═══ GETOOND MATERIAAL

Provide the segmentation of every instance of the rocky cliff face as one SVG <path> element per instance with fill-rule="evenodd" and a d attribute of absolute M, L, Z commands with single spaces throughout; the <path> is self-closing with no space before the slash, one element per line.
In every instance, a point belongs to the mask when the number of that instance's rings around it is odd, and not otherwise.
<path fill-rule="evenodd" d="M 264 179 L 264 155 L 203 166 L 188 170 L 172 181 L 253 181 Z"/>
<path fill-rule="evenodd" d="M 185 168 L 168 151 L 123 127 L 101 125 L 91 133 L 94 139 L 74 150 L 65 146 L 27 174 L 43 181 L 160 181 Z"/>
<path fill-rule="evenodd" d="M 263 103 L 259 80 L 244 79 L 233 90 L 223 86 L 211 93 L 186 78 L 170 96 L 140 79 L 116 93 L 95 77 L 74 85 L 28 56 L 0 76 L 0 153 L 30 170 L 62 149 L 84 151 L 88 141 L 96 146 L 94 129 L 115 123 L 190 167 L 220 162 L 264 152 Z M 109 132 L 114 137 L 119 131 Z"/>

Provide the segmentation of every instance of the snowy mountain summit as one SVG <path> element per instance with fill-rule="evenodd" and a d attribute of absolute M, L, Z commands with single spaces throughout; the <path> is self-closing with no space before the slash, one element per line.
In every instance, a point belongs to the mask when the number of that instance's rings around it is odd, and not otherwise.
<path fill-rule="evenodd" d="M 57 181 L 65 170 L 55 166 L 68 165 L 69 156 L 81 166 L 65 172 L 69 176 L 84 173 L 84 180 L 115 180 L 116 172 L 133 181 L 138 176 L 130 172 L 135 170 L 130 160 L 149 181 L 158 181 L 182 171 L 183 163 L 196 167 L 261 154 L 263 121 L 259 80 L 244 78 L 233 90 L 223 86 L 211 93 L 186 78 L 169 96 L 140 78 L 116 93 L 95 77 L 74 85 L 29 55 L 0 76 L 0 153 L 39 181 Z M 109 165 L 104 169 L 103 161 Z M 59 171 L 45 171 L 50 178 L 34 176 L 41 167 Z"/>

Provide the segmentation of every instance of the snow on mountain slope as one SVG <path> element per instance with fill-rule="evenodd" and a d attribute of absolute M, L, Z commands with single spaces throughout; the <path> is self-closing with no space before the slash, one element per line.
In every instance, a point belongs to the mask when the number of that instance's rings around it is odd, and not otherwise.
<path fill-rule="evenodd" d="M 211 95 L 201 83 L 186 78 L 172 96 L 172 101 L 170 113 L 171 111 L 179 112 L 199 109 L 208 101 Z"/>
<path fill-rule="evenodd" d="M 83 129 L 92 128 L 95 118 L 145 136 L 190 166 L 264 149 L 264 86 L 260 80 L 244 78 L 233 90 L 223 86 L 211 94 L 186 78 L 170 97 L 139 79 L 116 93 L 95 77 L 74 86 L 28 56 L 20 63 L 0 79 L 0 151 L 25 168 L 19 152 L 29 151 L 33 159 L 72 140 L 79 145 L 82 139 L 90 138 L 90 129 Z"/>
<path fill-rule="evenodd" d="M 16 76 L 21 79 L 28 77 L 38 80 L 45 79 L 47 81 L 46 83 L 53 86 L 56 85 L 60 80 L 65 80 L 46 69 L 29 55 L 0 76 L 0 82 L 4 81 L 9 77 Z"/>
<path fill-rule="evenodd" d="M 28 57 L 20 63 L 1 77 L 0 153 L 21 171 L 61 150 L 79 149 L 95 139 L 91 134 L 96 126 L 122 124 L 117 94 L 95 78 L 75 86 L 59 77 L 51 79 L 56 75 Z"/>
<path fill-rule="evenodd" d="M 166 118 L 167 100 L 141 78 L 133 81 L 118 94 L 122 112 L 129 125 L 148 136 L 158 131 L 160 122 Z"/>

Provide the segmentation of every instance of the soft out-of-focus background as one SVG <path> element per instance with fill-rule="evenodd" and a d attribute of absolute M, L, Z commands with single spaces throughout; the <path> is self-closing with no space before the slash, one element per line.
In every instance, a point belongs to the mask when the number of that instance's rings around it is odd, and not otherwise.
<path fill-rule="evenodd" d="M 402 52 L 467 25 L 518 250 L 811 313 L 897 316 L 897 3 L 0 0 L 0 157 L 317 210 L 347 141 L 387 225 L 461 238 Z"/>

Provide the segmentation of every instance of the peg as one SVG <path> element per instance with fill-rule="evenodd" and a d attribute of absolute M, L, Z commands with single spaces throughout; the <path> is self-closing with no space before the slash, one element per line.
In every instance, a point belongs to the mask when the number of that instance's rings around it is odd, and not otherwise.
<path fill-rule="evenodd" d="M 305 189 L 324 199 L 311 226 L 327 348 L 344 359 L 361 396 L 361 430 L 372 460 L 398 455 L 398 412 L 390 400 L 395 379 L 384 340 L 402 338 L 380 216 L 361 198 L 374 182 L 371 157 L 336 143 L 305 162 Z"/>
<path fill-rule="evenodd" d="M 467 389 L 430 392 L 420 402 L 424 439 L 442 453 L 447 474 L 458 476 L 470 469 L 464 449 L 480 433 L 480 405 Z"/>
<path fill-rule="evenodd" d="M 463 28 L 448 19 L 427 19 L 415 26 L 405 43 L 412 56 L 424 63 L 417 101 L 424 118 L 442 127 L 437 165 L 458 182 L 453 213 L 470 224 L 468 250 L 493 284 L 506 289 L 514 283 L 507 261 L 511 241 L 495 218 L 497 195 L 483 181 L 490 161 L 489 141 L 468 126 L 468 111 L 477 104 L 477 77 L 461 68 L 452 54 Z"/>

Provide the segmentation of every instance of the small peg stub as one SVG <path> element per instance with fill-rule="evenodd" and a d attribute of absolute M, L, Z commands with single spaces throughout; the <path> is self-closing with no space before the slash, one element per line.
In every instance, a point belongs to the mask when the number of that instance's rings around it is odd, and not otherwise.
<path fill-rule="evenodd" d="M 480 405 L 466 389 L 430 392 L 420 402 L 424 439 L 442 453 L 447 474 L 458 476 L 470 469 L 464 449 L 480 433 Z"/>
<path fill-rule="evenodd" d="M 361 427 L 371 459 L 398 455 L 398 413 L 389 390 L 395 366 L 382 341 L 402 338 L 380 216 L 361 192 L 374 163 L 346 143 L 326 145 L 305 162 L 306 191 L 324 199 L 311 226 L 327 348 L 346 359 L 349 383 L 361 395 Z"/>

══════

◆ OPDRACHT EN EISEN
Wissel "rocky cliff face" in de regels hierboven om voor "steep rock wall". Geef daarna alle regels opnieuw en laat de rest ongewijzigd.

◆ OPLOSSING
Provide the segmentation of every instance of the steep rock wall as one SVG <path> element per instance with fill-rule="evenodd" and a d attribute of absolute M, L, Z commands with single spaces throughout; the <path> is self-closing with no space before the slash, one element per line.
In every instance, a point belongs to the mask when the number of that instance's rings around it is odd, and not otherwise.
<path fill-rule="evenodd" d="M 264 179 L 264 155 L 203 166 L 188 170 L 172 181 L 253 181 Z"/>
<path fill-rule="evenodd" d="M 185 168 L 168 151 L 123 127 L 101 125 L 91 133 L 94 139 L 74 150 L 65 146 L 27 174 L 43 181 L 160 181 Z"/>
<path fill-rule="evenodd" d="M 263 103 L 259 80 L 244 79 L 233 90 L 223 86 L 211 93 L 186 78 L 170 96 L 140 79 L 116 93 L 95 77 L 74 85 L 28 56 L 0 76 L 0 153 L 30 170 L 62 149 L 84 151 L 88 141 L 96 146 L 94 129 L 115 123 L 190 167 L 220 162 L 264 152 Z M 109 132 L 114 137 L 119 131 Z"/>

Provide the segmentation of every instance of the snowy mountain summit as one SVG <path> element per instance with fill-rule="evenodd" and a d attribute of absolute M, L, Z commands with single spaces throughout; the <path> is self-closing with no space before the slash, one element per line.
In every instance, a point belongs to the mask when the number of that instance's rings around it is odd, and not otherwise.
<path fill-rule="evenodd" d="M 57 181 L 65 170 L 55 166 L 68 165 L 69 156 L 81 166 L 65 172 L 69 176 L 84 173 L 84 180 L 115 180 L 116 172 L 133 181 L 138 176 L 130 172 L 135 170 L 130 160 L 149 181 L 158 181 L 182 171 L 183 163 L 196 167 L 261 154 L 263 121 L 259 80 L 244 78 L 233 90 L 223 86 L 211 93 L 186 78 L 169 96 L 140 78 L 116 93 L 95 77 L 74 85 L 29 55 L 0 76 L 0 153 L 39 181 Z M 109 165 L 104 169 L 103 161 Z M 59 171 L 45 171 L 50 178 L 34 176 L 41 167 Z"/>

Provide the segmentation of every instance of the snow on mountain slope as one SVG <path> element per instance with fill-rule="evenodd" and a d attribute of absolute M, L, Z commands with single spaces throughout; the <path> is self-closing with no space before the slash, one element per line.
In every instance, a point belongs to the mask when the number of that instance's rings around it is odd, and not otherwise.
<path fill-rule="evenodd" d="M 211 95 L 201 83 L 186 78 L 172 96 L 172 101 L 170 113 L 171 111 L 179 112 L 199 109 L 208 101 Z"/>
<path fill-rule="evenodd" d="M 83 129 L 92 128 L 95 118 L 145 136 L 190 166 L 264 149 L 264 86 L 260 80 L 244 78 L 233 90 L 223 86 L 211 94 L 186 78 L 170 97 L 139 79 L 116 93 L 95 77 L 74 86 L 28 56 L 20 63 L 0 79 L 0 151 L 25 168 L 19 152 L 29 151 L 33 159 L 72 140 L 79 145 L 82 139 L 90 138 L 90 129 Z"/>
<path fill-rule="evenodd" d="M 16 76 L 21 79 L 28 77 L 38 80 L 45 79 L 47 81 L 46 83 L 53 86 L 56 85 L 60 80 L 65 80 L 46 69 L 29 55 L 0 76 L 0 82 L 4 81 L 9 77 Z"/>
<path fill-rule="evenodd" d="M 28 57 L 20 63 L 1 77 L 0 153 L 21 171 L 61 150 L 79 149 L 95 139 L 91 134 L 96 126 L 122 124 L 117 94 L 95 78 L 75 86 L 59 77 L 51 79 L 56 75 Z"/>
<path fill-rule="evenodd" d="M 166 118 L 167 100 L 141 78 L 133 81 L 118 94 L 122 112 L 129 125 L 148 136 L 158 131 L 160 122 Z"/>

Provide the segmentation of every instance of the soft out-of-focus background as one SVG <path> element per instance with fill-rule="evenodd" and a d attribute of absolute M, L, Z commands with single spaces throughout; the <path> is self-closing with no space before the slash, one element per line.
In every instance, a point belongs to the mask when the number of that instance's rings around it is odd, and not otherwise.
<path fill-rule="evenodd" d="M 402 52 L 467 25 L 518 250 L 811 313 L 897 316 L 897 3 L 0 0 L 0 157 L 317 210 L 347 141 L 387 225 L 461 238 Z"/>

Provide the segmentation of every instance of the peg as one SVG <path> element per instance with fill-rule="evenodd" and a d attribute of absolute M, L, Z commands with single spaces throughout; the <path> is self-closing with no space before the slash, one element per line.
In every instance, a point belongs to the mask when the number of that instance's rings around it is odd, and not otherwise.
<path fill-rule="evenodd" d="M 305 189 L 324 199 L 311 226 L 327 348 L 344 359 L 361 396 L 361 430 L 372 460 L 398 455 L 398 412 L 390 400 L 395 379 L 384 340 L 402 338 L 380 216 L 361 198 L 374 182 L 371 157 L 336 143 L 305 162 Z"/>
<path fill-rule="evenodd" d="M 467 389 L 430 392 L 420 402 L 424 439 L 442 453 L 447 474 L 458 476 L 470 469 L 464 449 L 480 433 L 480 405 Z"/>
<path fill-rule="evenodd" d="M 463 28 L 448 19 L 427 19 L 415 26 L 405 43 L 412 56 L 424 63 L 417 101 L 424 118 L 442 127 L 437 165 L 458 182 L 453 213 L 470 224 L 468 250 L 493 284 L 506 289 L 514 283 L 507 261 L 511 241 L 495 218 L 497 195 L 483 181 L 490 161 L 489 141 L 468 126 L 468 111 L 477 104 L 477 77 L 461 68 L 452 54 Z"/>

Provide the segmentation of every instance of the small peg stub as one SVG <path> element per instance with fill-rule="evenodd" and a d attribute of absolute M, L, Z commands with single spaces throughout; the <path> is self-closing with no space before the slash, one element per line.
In every instance, a point belongs to the mask when the number of that instance's rings around it is odd, and not otherwise.
<path fill-rule="evenodd" d="M 480 405 L 466 389 L 430 392 L 420 402 L 424 439 L 442 453 L 447 474 L 458 476 L 470 469 L 464 449 L 480 433 Z"/>
<path fill-rule="evenodd" d="M 361 427 L 371 459 L 398 455 L 398 413 L 389 390 L 395 366 L 382 341 L 402 338 L 380 216 L 361 192 L 374 163 L 346 143 L 326 145 L 305 162 L 306 191 L 324 199 L 311 226 L 327 348 L 346 359 L 349 383 L 361 395 Z"/>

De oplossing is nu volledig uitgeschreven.